§ Extracted text:
|---|

Re: RFC 3066 tags vs. locales (was RE: Common Locale Data Repository Project

From: Mark Davis (
Date: Tue Apr 27 2004 - 16:10:34 EDT

  • Next message: Peter Kirk: "Re: Defined Private Use was: SSP default ignorable characters"

    You do make some good points -- but I still disagree ;-)

    Sorry for not answering earlier -- I've been a bit swamped. Will try to get time
    soon to reply.

    ► शिष्यादिच्छेत्पराजयम् ◄

    ----- Original Message -----
    From: "Peter Constable" <>
    To: "Unicode List" <>
    Sent: Mon, 2004 Apr 26 09:25
    Subject: RFC 3066 tags vs. locales (was RE: Common Locale Data Repository

    > Mark:
    > I really feel your usage of terminology here is unhelpful -- in very
    > practical ways, unhelpful, because it makes it more difficult to get
    > people to understand how to implement things in the right way.
    > It may be that the application that most interests you is the naming of
    > locales, but that does not change the fact that the notions of "locale"
    > and "language" are different, and that the primary intent of RFC 1766
    > and it's successors has always been identification of "languages", as
    > the title and introduction to RFC 3066 indicate:
    > "Tags for the Identification of Languages"
    > "One means of indicating the language used is by labeling the
    > information content with an identifier for the language that is used in
    > this information content."
    > Whether in your broad or narrow sense, a locale is an operational mode
    > of a software application or of a software operating environment to
    > provide culture-dependent tailoring.
    > "Language" in the sense used by RFC 1766/3066 is a
    > linguistically-related attribute of content, and a language identifier
    > is used to label content to indicate that attribute, or to label
    > resources (e.g. spelling checkers) that can appropriately be applied to
    > that content. I think that's stated reasonably clearly in RFC 1766/3066
    > One should also refer to RFC 2277, IETF Policy on Character Sets and
    > Languages, which clearly distinguishes "language" tags and "locale"

|---|

§ To be done:
(a) List each distinct RFC number that the mailing-list message about RFC 3066 tags and locales mentions.
(b) Pick up the mailing-list message about RFC 3066 tags and locales at the point where it stops, and write on from there.

§ Material:
|---|

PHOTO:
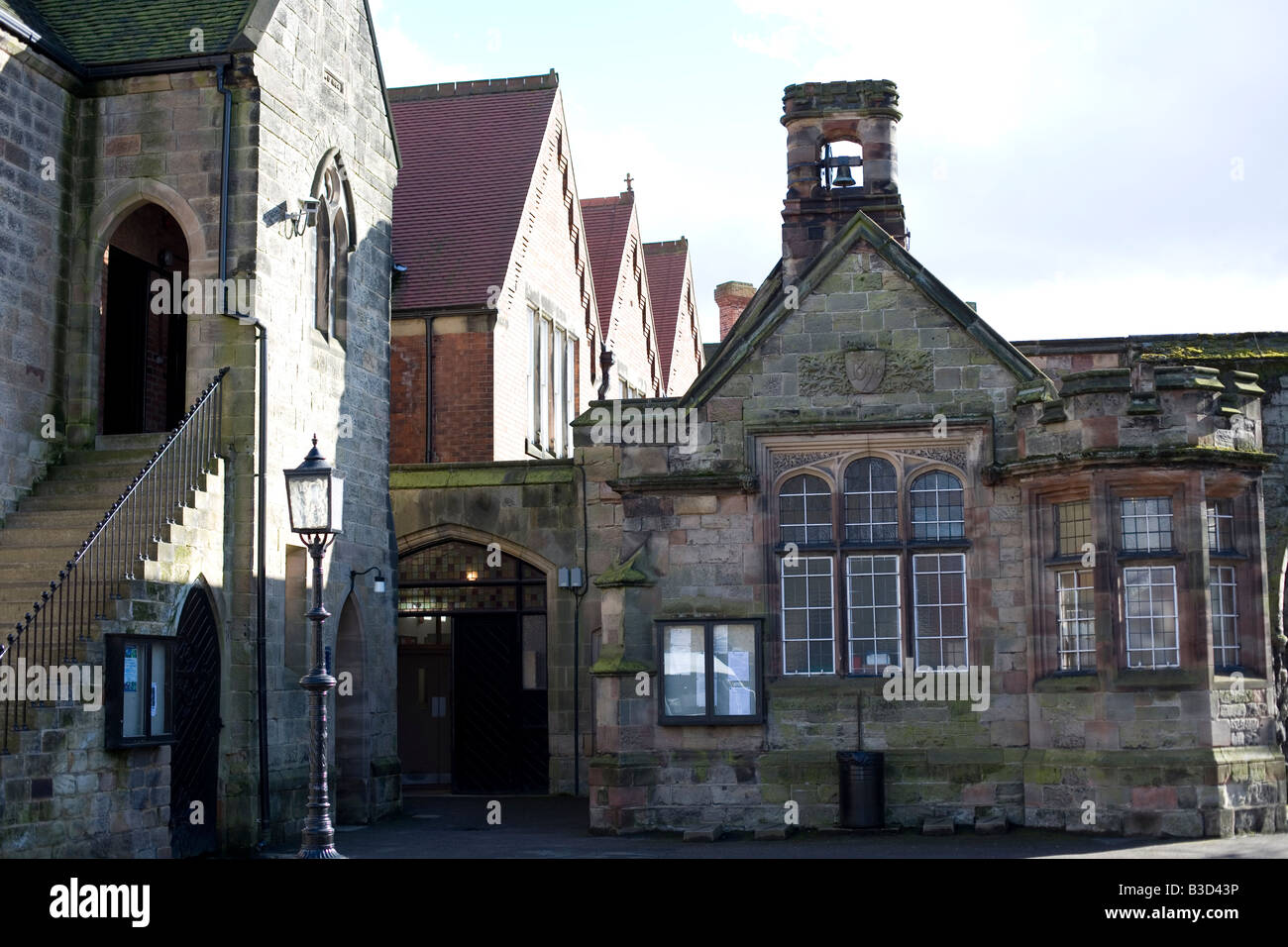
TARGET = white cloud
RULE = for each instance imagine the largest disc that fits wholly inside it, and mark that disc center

|---|

§ Answers by task:
(a) RFC 3066, RFC 1766, RFC 2277

(b)
    > tags. In the IETF context, which is the context for RFC 1766/3066, those
    > documents provide do *not* provide tags for locales; they provide tags
    > for languages.
    > > There is, as I have said, a perfectly reasonable, narrow sense of
    > > locale which is essentially identical to what is captured by RFC 3066.
    > But that does not mean that it's a good thing to refer to RFC 3066 tags
    > as locale identifiers.
    > > And in
    > > practice, RFC 3066 is often used with that meaning. I don't see any
    > need to deny
    > > reality (at least not in this area ;-)
    > I think you overstate actual practice: For many years, various software
    > implementations have used combinations of ISO 639-1 language identifiers
    > and ISO 3166 country identifiers joined with an underscore to create
    > locale identifiers; e.g. "en_US". It was not until Microsoft's .Net
    > Framework that locales ('CultureInfo' in that context) have been named
    > using strings that *resemble* RFC 3066 tags -- and it needs to be
    > pointed out that the namespace for CultureInfo.Name is not the same as
    > the RFC 3066 namespace.
    > It may be that you and some others have come to refer to RFC 3066 tags
    > as "locale" (in some unspecified sense) identifiers, but that
    > terminology certainly is not used by all. Indeed, as mentioned above, it
    > is counter to IETF practice as described in RFC 2277.
    > My contention is that it's unhelpful to refer to RFC 3066 as "locale"
    > tags. I have no problem with *using* RFC 3066 to name certain locales,
    > or to control the operational mode of software processes in certain
    > contexts. But saying that RFC 3066 tags are "locale" tags is decidedly
    > unhelpful in getting people to understand what are appropriate
    > requirements of implementations. While you may have a conceptualization
    > that distinguishes between "narrow" and "broad" senses of "locale",
    > there are at least some software implementers (and I suspect this
    > applies to most) that only know of "locale", without any distinction of
    > subtypes. As a result, people inevitably will end up confusing
    > namespaces for locales with the RFC 3066 namespace. My concern is that
    > this will lead to problems of interoperation, and will potentially
    > undermine RFC 3066.
    > Consider a couple of situations. First, someone needs to define in their
    > software a locale for (say) US English but we a 24-hour time format.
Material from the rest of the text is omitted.